Natural language region descriptions:

┌──

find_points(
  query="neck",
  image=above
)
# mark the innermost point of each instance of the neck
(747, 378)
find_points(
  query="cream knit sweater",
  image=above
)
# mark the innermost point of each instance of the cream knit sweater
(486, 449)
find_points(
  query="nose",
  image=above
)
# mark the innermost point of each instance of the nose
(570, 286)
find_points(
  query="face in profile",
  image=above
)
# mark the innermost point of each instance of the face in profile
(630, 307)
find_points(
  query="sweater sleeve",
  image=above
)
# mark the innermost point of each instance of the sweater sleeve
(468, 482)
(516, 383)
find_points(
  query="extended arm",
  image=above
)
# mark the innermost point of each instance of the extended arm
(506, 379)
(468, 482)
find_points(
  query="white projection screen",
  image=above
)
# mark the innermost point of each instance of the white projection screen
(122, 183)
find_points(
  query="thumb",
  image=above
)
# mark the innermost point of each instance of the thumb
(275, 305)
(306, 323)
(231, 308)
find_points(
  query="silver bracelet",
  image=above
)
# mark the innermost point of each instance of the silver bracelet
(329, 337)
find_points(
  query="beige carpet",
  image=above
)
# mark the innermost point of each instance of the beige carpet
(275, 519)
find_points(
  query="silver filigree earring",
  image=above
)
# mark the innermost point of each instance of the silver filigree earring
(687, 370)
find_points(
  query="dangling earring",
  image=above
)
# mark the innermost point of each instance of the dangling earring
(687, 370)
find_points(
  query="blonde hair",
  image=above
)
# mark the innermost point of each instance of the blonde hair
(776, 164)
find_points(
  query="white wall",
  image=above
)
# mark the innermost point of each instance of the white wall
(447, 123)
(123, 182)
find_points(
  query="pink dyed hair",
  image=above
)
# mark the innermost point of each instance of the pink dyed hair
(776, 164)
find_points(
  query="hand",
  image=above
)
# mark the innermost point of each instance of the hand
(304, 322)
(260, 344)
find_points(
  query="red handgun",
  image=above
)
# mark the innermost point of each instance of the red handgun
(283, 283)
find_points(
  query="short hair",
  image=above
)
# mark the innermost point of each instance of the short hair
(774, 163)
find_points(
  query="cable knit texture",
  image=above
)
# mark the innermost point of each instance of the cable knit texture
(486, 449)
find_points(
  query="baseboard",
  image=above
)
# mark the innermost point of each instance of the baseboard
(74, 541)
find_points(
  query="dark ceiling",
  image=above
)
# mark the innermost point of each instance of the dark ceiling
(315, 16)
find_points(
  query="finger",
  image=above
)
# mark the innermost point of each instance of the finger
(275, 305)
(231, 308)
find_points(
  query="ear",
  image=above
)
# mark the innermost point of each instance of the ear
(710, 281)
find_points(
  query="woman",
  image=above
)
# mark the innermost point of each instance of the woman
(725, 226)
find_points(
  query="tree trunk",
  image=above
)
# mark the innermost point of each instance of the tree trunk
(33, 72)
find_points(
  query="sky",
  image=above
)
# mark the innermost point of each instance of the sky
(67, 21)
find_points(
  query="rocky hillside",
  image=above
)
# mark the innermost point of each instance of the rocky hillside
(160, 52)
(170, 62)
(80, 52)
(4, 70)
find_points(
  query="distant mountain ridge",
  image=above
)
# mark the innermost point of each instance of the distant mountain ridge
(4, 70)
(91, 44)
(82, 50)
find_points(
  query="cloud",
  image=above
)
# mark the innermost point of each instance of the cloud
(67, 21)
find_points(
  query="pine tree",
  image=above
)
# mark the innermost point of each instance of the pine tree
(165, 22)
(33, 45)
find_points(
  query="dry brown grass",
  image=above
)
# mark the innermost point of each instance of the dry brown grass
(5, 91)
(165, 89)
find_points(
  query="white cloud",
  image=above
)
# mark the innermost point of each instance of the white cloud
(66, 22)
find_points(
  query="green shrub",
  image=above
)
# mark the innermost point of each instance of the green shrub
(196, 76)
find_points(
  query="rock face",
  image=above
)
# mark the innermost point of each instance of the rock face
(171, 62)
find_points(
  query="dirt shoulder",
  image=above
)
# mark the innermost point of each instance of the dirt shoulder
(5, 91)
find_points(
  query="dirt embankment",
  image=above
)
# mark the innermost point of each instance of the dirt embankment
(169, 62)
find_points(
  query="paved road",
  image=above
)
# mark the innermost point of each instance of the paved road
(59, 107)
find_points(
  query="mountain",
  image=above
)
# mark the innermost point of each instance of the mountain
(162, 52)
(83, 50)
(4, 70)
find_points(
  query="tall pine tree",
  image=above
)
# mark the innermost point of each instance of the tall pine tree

└──

## Exercise brief
Your answer should consist only of the number of lines in the entries above that include "tall".

## Written solution
2